▸ **Work required**: From the listing below, copy each line that holds "wooden".

===============

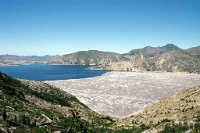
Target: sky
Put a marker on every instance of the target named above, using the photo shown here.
(57, 27)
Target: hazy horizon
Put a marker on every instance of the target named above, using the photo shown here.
(59, 27)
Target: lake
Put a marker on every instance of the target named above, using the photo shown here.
(42, 72)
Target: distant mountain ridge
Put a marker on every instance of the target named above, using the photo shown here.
(168, 58)
(149, 51)
(18, 60)
(92, 57)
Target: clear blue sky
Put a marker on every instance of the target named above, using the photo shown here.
(40, 27)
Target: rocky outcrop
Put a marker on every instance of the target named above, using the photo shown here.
(92, 57)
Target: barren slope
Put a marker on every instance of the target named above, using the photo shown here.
(122, 93)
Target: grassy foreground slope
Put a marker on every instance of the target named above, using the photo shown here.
(30, 106)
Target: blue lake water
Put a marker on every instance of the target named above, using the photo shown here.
(42, 72)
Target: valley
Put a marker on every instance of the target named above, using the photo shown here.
(122, 93)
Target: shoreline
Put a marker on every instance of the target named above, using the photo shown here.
(118, 93)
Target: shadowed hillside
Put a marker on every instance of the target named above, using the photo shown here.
(38, 107)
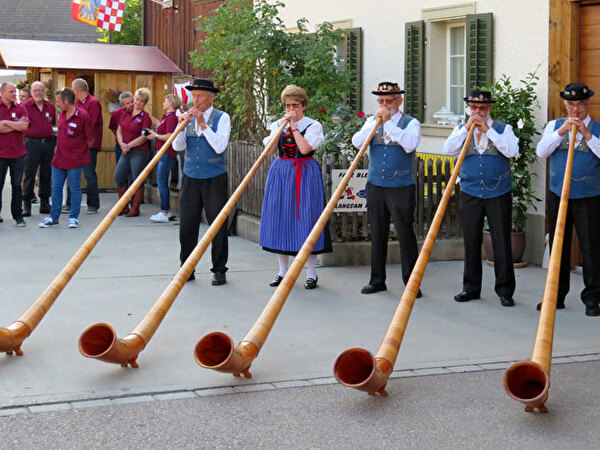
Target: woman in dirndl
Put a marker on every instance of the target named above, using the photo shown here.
(294, 192)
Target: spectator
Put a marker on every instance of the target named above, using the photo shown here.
(75, 135)
(164, 130)
(134, 147)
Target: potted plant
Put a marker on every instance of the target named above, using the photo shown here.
(515, 107)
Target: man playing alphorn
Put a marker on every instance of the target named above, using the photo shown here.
(485, 192)
(584, 196)
(391, 183)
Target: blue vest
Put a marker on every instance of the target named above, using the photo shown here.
(201, 161)
(585, 177)
(389, 164)
(485, 175)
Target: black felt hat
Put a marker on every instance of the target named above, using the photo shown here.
(387, 88)
(479, 96)
(576, 91)
(202, 85)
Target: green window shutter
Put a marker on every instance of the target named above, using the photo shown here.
(353, 61)
(414, 70)
(480, 50)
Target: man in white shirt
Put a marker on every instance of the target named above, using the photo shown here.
(390, 183)
(204, 182)
(485, 192)
(584, 196)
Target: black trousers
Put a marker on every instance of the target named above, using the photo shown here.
(211, 195)
(398, 204)
(498, 211)
(585, 214)
(39, 154)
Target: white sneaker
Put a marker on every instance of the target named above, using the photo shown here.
(48, 222)
(159, 217)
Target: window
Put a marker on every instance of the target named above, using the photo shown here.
(446, 56)
(455, 69)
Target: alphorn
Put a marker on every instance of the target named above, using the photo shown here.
(216, 350)
(12, 337)
(528, 381)
(357, 367)
(99, 341)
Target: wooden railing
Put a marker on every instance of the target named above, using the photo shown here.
(432, 174)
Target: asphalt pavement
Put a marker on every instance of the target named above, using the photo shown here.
(446, 390)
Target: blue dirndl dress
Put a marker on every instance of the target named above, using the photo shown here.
(294, 200)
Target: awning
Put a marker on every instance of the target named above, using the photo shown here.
(18, 53)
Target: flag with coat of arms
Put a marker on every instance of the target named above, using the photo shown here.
(107, 14)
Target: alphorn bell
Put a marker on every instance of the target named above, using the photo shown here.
(356, 367)
(528, 381)
(12, 337)
(100, 340)
(216, 350)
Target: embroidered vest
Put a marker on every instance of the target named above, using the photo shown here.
(389, 164)
(201, 161)
(486, 175)
(585, 176)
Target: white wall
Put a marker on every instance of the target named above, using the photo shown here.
(520, 47)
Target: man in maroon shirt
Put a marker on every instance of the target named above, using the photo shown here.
(40, 143)
(126, 99)
(91, 105)
(13, 121)
(75, 135)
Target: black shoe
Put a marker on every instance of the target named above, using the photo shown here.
(276, 281)
(558, 306)
(466, 296)
(372, 288)
(592, 311)
(219, 279)
(311, 283)
(44, 206)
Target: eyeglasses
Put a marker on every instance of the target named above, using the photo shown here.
(580, 105)
(384, 101)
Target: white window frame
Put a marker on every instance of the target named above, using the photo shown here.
(449, 28)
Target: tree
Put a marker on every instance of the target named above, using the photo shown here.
(131, 26)
(253, 57)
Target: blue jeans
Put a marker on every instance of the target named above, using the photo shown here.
(165, 164)
(16, 166)
(93, 196)
(58, 181)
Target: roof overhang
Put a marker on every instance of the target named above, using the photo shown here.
(21, 54)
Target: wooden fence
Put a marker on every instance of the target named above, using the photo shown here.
(432, 174)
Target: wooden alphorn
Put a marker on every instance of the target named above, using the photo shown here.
(12, 337)
(528, 381)
(100, 340)
(357, 367)
(216, 350)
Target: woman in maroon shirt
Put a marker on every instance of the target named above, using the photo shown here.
(134, 147)
(165, 128)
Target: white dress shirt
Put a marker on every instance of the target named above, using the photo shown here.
(408, 137)
(506, 143)
(217, 140)
(314, 134)
(551, 140)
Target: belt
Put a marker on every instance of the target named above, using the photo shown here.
(43, 140)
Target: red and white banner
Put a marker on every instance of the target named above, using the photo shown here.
(107, 14)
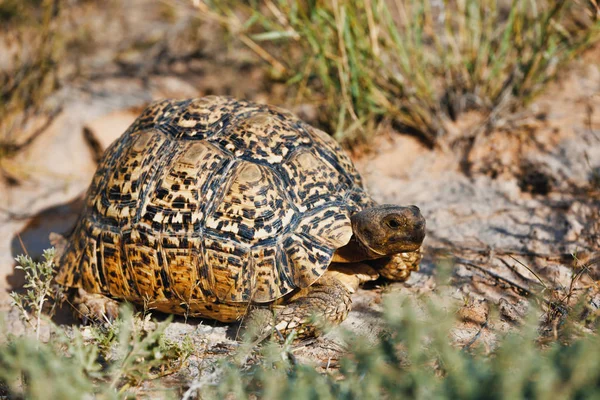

===============

▸ **Solution for this problem**:
Target: wooden railing
Target: wooden fence
Target: wooden alphorn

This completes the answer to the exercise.